## Aim of the task
Write out the records from the line containing "hair shown in this photo, matching this sample?" through the line containing "point(93, 62)", requests included, and nothing else. Change every coordinate in the answers by -13.

## Extracted records
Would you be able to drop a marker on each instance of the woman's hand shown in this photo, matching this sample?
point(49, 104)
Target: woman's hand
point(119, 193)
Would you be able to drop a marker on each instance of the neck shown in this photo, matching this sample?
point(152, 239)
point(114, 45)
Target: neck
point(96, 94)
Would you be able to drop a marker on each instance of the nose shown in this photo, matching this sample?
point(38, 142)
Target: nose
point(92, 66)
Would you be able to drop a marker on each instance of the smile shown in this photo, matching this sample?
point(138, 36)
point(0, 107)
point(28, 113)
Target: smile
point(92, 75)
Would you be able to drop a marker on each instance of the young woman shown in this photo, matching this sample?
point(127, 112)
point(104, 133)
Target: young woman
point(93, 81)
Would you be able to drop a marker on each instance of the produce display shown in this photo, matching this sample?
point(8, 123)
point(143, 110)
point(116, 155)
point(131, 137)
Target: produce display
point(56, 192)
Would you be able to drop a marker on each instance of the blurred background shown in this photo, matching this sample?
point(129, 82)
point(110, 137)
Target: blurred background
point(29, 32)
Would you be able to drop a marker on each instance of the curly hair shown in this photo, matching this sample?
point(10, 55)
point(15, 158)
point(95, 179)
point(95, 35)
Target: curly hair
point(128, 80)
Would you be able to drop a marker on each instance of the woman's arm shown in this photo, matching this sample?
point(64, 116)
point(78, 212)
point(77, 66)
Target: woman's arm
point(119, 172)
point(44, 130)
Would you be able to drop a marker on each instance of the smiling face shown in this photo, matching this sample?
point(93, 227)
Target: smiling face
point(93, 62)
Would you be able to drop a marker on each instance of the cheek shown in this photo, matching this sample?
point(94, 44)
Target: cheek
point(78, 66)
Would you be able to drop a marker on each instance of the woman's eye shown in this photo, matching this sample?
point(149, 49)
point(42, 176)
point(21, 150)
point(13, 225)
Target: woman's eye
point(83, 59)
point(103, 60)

## Correct response
Would you be able to drop a marker on each instance of the curly hair shown in this photo, matching this sample?
point(10, 55)
point(15, 158)
point(95, 179)
point(95, 35)
Target: curly hair
point(115, 67)
Would you be able to drop a marker on each instance of the woman's arm shown in this photo, matching this sample?
point(64, 116)
point(78, 212)
point(77, 66)
Target: woman's arm
point(106, 159)
point(31, 117)
Would you be able to drop a marker on each instance of the smiling face shown in this photo, matching this sample?
point(93, 227)
Target: smiling face
point(80, 49)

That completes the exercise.